# HL Congruence: The Special Case of Right Triangles

Right triangles are distinct due to their one right angle. This uniqueness also translates to their congruence criteria. While other triangles rely on combinations of sides and angles, right triangles have a special shortcut: the HL Congruence theorem. This theorem deals with the hypotenuse and one leg of a right triangle, providing a swift way to determine congruence. Let's unfold this unique postulate! ## Step-by-step Guide: HL Congruence

HL (Hypotenuse-Leg) Congruence Theorem:
If the hypotenuse and one leg of a right triangle are congruent to the hypotenuse and one leg of another right triangle, then the two triangles are congruent.

To use this theorem:

• Ensure that both triangles in question are right triangles.
• Identify and compare the lengths of the hypotenuses and one of the legs of both triangles.
• If both the hypotenuse and one leg are of equal length in the two triangles, then they are congruent by the HL theorem.

### Examples

Example 1:
Are right triangles with a hypotenuse of $$13 \text{ cm}$$ and one leg of $$5 \text{ cm}$$ and another right triangle with a hypotenuse of $$13 \text{ cm}$$ and one leg of $$5 \text{ cm}$$ congruent based on the HL Congruence theorem?

| RECORD EXTRACTS |

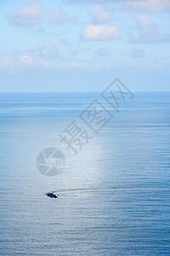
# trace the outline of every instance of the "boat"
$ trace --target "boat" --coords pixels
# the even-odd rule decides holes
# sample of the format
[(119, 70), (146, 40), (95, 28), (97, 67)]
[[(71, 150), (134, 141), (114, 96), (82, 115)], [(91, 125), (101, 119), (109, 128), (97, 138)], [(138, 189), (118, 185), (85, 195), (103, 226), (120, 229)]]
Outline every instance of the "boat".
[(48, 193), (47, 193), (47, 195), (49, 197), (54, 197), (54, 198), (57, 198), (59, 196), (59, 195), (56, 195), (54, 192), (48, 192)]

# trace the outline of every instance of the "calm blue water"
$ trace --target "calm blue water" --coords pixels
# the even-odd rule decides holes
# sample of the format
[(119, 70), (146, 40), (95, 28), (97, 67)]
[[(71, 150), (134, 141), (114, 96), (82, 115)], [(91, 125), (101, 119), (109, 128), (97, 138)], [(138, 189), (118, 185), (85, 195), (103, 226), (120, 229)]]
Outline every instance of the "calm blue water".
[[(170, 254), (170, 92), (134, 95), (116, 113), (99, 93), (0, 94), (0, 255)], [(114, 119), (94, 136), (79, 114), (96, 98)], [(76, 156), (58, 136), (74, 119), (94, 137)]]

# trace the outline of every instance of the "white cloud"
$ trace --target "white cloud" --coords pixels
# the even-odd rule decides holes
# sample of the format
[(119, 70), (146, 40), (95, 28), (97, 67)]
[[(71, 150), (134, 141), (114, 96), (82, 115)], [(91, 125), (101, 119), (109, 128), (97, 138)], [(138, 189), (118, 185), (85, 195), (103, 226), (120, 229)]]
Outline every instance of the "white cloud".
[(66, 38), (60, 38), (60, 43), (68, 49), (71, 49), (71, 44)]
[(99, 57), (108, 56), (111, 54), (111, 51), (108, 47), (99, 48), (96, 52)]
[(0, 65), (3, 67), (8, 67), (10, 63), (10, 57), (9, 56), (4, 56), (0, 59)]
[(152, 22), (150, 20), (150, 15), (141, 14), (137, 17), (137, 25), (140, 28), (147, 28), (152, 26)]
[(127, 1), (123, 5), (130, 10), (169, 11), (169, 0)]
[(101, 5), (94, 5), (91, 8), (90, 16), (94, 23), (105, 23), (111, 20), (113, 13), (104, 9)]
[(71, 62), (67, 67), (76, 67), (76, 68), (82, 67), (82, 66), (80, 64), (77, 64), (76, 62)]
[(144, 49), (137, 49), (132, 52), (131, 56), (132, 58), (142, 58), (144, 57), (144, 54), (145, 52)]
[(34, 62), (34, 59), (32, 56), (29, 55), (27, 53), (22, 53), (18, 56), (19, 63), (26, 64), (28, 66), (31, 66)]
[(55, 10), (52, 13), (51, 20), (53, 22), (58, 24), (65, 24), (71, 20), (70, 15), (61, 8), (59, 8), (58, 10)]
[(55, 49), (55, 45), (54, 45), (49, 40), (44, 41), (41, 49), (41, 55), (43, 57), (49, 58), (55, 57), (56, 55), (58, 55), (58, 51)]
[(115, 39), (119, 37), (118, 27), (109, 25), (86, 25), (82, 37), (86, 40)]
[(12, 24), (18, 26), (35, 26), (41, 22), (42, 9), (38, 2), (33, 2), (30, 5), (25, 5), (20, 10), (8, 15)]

| SHORT TASK A |
Copy out the whole HL congruence text word for word.
| SHORT TASK B |
Rewrite every line of the entries above, from the first line down through the line that contains "119), (94, 137)]]", including both of those lines. Multiply each coordinate in the polygon outlines given as answers by 2.1, rounding to whole numbers with halves rounded up, and leave out the pictures and everything else.

| OUTPUT A |
# HL Congruence: The Special Case of Right Triangles

Right triangles are distinct due to their one right angle. This uniqueness also translates to their congruence criteria. While other triangles rely on combinations of sides and angles, right triangles have a special shortcut: the HL Congruence theorem. This theorem deals with the hypotenuse and one leg of a right triangle, providing a swift way to determine congruence. Let's unfold this unique postulate! ## Step-by-step Guide: HL Congruence

HL (Hypotenuse-Leg) Congruence Theorem:
If the hypotenuse and one leg of a right triangle are congruent to the hypotenuse and one leg of another right triangle, then the two triangles are congruent.

To use this theorem:

• Ensure that both triangles in question are right triangles.
• Identify and compare the lengths of the hypotenuses and one of the legs of both triangles.
• If both the hypotenuse and one leg are of equal length in the two triangles, then they are congruent by the HL theorem.

### Examples

Example 1:
Are right triangles with a hypotenuse of $$13 \text{ cm}$$ and one leg of $$5 \text{ cm}$$ and another right triangle with a hypotenuse of $$13 \text{ cm}$$ and one leg of $$5 \text{ cm}$$ congruent based on the HL Congruence theorem?

| OUTPUT B |
# trace the outline of every instance of the "boat"
$ trace --target "boat" --coords pixels
# the even-odd rule decides holes
# sample of the format
[(119, 70), (146, 40), (95, 28), (97, 67)]
[[(71, 150), (134, 141), (114, 96), (82, 115)], [(91, 125), (101, 119), (109, 128), (97, 138)], [(138, 189), (118, 185), (85, 195), (103, 226), (120, 229)]]
Outline every instance of the "boat".
[(101, 405), (99, 405), (99, 410), (103, 414), (113, 414), (113, 416), (120, 416), (124, 412), (124, 410), (118, 410), (113, 403), (101, 403)]

# trace the outline of every instance of the "calm blue water"
$ trace --target "calm blue water" --coords pixels
# the even-odd rule decides holes
# sample of the format
[(119, 70), (146, 40), (95, 28), (97, 67)]
[[(71, 150), (134, 141), (114, 96), (82, 115)], [(91, 125), (101, 119), (109, 128), (97, 138)], [(138, 189), (118, 185), (85, 195), (103, 226), (120, 229)]]
Outline every instance of the "calm blue water".
[[(357, 533), (357, 193), (281, 200), (244, 237), (208, 195), (0, 197), (0, 536)], [(239, 250), (197, 286), (166, 239), (202, 206)], [(160, 328), (122, 286), (155, 250), (197, 288)]]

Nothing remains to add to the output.